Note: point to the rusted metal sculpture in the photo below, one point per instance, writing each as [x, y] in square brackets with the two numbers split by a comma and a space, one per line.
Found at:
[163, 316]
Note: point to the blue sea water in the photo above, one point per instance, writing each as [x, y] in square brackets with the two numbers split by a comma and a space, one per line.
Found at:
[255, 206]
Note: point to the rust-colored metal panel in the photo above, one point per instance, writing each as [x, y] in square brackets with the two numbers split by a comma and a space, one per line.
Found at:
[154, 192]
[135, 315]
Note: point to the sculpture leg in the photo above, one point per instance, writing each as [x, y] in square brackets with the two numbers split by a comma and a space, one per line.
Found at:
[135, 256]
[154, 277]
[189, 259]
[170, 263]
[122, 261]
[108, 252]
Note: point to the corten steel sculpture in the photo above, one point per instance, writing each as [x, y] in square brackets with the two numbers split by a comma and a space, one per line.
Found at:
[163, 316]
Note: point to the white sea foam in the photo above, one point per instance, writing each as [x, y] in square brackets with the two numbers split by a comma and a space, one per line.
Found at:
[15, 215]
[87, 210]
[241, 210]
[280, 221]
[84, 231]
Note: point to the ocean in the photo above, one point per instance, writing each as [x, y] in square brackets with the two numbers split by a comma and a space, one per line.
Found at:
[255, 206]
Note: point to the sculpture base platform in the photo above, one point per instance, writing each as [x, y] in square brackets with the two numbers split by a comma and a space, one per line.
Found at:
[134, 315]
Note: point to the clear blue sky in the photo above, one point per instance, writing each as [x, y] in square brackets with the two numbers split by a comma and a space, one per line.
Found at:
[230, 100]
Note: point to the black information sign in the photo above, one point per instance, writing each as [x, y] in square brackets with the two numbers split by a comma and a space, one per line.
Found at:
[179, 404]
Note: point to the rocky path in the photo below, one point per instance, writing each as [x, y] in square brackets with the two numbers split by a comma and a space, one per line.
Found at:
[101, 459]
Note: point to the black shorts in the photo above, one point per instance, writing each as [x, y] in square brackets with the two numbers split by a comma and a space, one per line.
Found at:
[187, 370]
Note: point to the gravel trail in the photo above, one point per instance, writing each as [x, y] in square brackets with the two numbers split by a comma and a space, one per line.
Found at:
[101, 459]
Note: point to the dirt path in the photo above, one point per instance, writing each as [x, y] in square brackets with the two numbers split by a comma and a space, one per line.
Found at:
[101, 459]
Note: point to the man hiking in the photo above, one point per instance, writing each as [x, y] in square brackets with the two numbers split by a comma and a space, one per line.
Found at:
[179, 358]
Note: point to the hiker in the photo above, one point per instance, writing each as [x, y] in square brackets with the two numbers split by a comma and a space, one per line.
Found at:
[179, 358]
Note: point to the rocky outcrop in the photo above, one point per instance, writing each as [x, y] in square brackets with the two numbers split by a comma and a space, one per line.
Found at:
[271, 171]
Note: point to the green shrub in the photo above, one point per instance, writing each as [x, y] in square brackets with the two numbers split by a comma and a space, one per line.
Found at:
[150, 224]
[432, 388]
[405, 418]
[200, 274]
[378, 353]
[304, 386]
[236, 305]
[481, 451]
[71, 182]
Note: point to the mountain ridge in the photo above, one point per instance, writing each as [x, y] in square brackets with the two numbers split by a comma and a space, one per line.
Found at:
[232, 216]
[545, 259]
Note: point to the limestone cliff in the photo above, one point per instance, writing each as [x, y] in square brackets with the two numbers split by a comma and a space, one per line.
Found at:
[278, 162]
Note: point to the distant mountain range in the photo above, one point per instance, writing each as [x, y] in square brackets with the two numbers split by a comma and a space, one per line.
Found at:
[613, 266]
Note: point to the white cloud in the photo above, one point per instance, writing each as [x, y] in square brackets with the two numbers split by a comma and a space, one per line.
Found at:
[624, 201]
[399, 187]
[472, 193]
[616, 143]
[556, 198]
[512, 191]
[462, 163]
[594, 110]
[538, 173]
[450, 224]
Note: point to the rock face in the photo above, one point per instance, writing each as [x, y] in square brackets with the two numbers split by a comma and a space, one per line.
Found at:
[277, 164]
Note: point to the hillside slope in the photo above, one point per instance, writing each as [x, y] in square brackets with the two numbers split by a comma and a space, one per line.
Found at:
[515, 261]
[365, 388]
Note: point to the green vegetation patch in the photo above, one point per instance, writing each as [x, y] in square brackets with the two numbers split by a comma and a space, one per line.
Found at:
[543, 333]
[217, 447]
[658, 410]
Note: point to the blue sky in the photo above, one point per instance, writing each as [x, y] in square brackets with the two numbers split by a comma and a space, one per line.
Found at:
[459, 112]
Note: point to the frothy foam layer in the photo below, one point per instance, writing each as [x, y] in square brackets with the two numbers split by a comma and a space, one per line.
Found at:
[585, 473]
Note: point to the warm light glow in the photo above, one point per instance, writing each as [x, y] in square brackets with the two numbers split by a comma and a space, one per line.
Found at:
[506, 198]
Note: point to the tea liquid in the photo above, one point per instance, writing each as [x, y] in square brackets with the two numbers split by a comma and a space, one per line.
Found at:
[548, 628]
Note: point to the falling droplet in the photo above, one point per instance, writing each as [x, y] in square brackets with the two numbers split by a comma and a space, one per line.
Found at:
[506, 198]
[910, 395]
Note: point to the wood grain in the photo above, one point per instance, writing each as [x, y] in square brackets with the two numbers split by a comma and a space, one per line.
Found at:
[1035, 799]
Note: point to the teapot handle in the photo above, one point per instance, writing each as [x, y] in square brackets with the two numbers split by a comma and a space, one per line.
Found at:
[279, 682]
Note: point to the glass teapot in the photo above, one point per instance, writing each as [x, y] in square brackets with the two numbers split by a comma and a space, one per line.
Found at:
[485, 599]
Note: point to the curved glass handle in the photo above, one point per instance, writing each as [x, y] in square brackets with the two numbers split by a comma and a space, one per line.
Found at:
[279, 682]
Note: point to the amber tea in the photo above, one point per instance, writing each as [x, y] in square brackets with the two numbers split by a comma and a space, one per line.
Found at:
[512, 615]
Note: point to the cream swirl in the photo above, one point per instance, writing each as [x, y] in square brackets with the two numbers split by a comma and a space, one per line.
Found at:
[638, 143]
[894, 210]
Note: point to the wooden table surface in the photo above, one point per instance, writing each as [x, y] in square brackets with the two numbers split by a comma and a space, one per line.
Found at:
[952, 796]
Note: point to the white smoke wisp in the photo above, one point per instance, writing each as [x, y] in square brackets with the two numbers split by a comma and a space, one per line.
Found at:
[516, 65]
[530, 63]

* * * * * * *

* **Task to complete**
Convert all the items above into a two-column CSV with the header row instruction,coordinates and one row per item. Put each item's text and its answer in one quoted field apiece, with any line breaks replaced by spaces.

* **Result**
instruction,coordinates
"Note: point to the rusted metal sculpture in the photo below, one point per instance, writing each as [x, y] in square brackets with the two numbers split by a comma and a space, one per line. Found at:","[163, 316]"
"Note: point to the blue sea water in the photo above, one point per instance, writing each as [x, y] in square brackets with the two numbers split by a comma and a space, one per line. Found at:","[255, 206]"
"Note: point to the rust-colored metal panel in the photo above, one point per instance, writing each as [x, y] in square brackets with the two numbers split by a comma and a space, one per line. Found at:","[154, 192] [135, 315]"
"Note: point to the sculpture leg in the photo above, one point per instance, writing each as [x, y] in square brackets with the two numbers split by a comma and a space, one per line. Found at:","[135, 256] [154, 277] [189, 259] [170, 263] [122, 261] [108, 252]"
"Note: point to the corten steel sculpture in the photo above, one point per instance, writing each as [x, y] in square brackets with the two numbers split by a comma and a space, one per line. Found at:","[163, 316]"
"Note: point to the white sea foam in the photo above, one point per instance, writing each as [x, y] in square brackets with the two numbers split by a comma and a space, one per line. Found at:","[15, 215] [87, 210] [241, 210] [280, 221] [84, 231]"
"Note: point to the ocean in the photo above, one point per instance, writing each as [x, y] in square brackets with the two numbers split by a comma and a space, one per line. Found at:","[255, 206]"
"Note: point to the sculpture base platform in the photo above, one point per instance, writing each as [x, y] in square brackets with the two numbers split by a comma and a space, one per line. Found at:","[134, 315]"
"Note: point to the clear blue sky in the photo above, one point per instance, writing each as [x, y] in square brackets with the two numbers split by a comma and a space, one per line. Found at:","[230, 100]"
"Note: point to the black information sign in the photo above, one point per instance, writing each as [x, y] in square brackets with the two numbers split by a comma and a space, one per line. Found at:","[179, 404]"
"Note: point to the rocky path in the photo below, one point per instance, writing each as [x, y] in square brackets with the two numbers split by a comma and a space, one per line. Found at:","[101, 459]"
"Note: point to the black shorts in the photo above, one point per instance, writing each as [x, y] in square brackets with the two numbers split by a comma and a space, one per line. Found at:","[187, 370]"
"Note: point to the gravel trail in the photo above, one point per instance, writing each as [x, y] in square brackets with the two numbers split by a comma and a space, one per line. Found at:","[101, 459]"
"Note: point to the dirt path in the photo above, one point per instance, writing each as [x, y] in square brackets with the two numbers split by a comma and a space, one per line. Found at:","[101, 459]"
"Note: point to the man hiking in the photo above, one point per instance, writing each as [x, y] in square brackets with the two numbers split by a comma and a space, one per line. Found at:","[179, 358]"
"Note: point to the hiker in the photo above, one point per instance, writing each as [x, y] in square brackets with the two numbers split by a comma and a space, one per line. Found at:","[179, 358]"
"Note: point to the rocky outcrop in the photo above, one point per instance, writing each as [x, y] in square brackets with the two numbers split by a comma and a space, one per line. Found at:","[271, 171]"
"Note: point to the green shrub in the photo above, one point per instance, writing each as [x, y] in square brackets with the two numbers split by a comma and a space, one per line. Found at:","[150, 224] [432, 388] [405, 418] [200, 274] [378, 353] [304, 386] [236, 305] [481, 451] [71, 182]"
"Note: point to the mountain ridge in the photo above, one point per instance, writing each as [x, y] in square brackets with the two numbers split by a comma and a space, one per line. Found at:","[232, 216] [545, 259]"
"Note: point to the limestone cliff in the photo above, one point per instance, writing each as [x, y] in square brackets with the two numbers split by a comma and a space, one per line. Found at:","[278, 162]"
"Note: point to the distant mountain range in the photo above, one point per instance, writing each as [x, y] in square brackets with the two numbers split by a comma and a space, one per line. Found at:","[613, 266]"
"Note: point to the white cloud in the photo above, one point per instance, writing each as [x, y] in square brackets with the two numbers split by a comma and a space, one per line. Found at:","[624, 201] [399, 187] [472, 193] [616, 143] [556, 198] [512, 191] [462, 163] [594, 110] [538, 173] [450, 224]"
"Note: point to the rock face in the photo above, one point per instance, writing each as [x, y] in square brackets with the two numbers split by a comma and a space, one per line. Found at:","[277, 164]"
"Note: point to the hillside slope in the photo above, one point per instance, writing each as [x, y] in square brackets with the two numbers split by a comma and a space, one per line. Found at:","[515, 261] [365, 388]"
"Note: point to the green vegetation patch in the photo above, one point per instance, writing each as [x, y] in square brackets with the two numbers split by a comma and a space, one per line. Found at:","[543, 333] [217, 447] [658, 410]"
"Note: point to the blue sky in the photo above, one point per instance, writing each as [x, y] in square brackets with the two numbers split by a comma and a space, one per line. Found at:","[459, 112]"
"Note: point to the frothy foam layer in the photo below, one point per instance, writing each as [x, y] in square brackets with the two numbers split by a comma and a space, one per line. Found at:","[585, 473]"
"Note: point to the warm light glow in the photo above, one point per instance, writing each as [x, y] in square brackets with the two numbers split by a comma and a space, one per line. Found at:","[506, 198]"
"Note: point to the tea liquid in the photo above, one point per instance, writing each as [x, y] in square brackets with the two numbers split by a comma and a space, one per line. Found at:","[548, 628]"
"Note: point to the falling droplet in the photo above, one point per instance, writing each as [x, y] in square brackets with the two numbers split by a comma and a space, one per line. Found at:","[506, 198] [910, 395]"
"Note: point to the wood grain in the photo above, one point per instance, writing each as [x, y] in square brackets with the two numbers split by a comma and a space, one per line. Found at:","[1035, 799]"
"Note: point to the teapot handle in the photo above, one point per instance, writing each as [x, y] in square brackets with the two numbers split by a comma and a space, one per line. Found at:","[279, 682]"
"Note: point to the glass teapot in the photo above, one point per instance, writing each as [x, y] in square brackets with the two numbers split by a comma and a space, one per line. Found at:","[485, 599]"
"Note: point to the curved glass handle in the photo above, one point per instance, writing each as [x, y] in square brackets with the two numbers split by a comma and a space, one per line. Found at:","[279, 682]"
"Note: point to the amber tea in the photo above, one point per instance, writing each as [x, y] in square brackets with the two numbers split by a comma and a space, one per line. Found at:","[512, 615]"
"Note: point to the cream swirl in the photo above, one point per instance, writing each as [x, y] in square brackets with the two numbers split by a comma and a space, one per line. Found at:","[638, 143] [894, 210]"
"Note: point to the wooden table surface in the photo above, one point per instance, writing each as [x, y] in square brackets with the two numbers split by a comma and a space, one per line. Found at:","[952, 796]"
"Note: point to the white smoke wisp in the photo above, one point per instance, writing each as [x, y] in square brackets with the two numbers split by a comma and a space, one per line. Found at:","[516, 65] [530, 63]"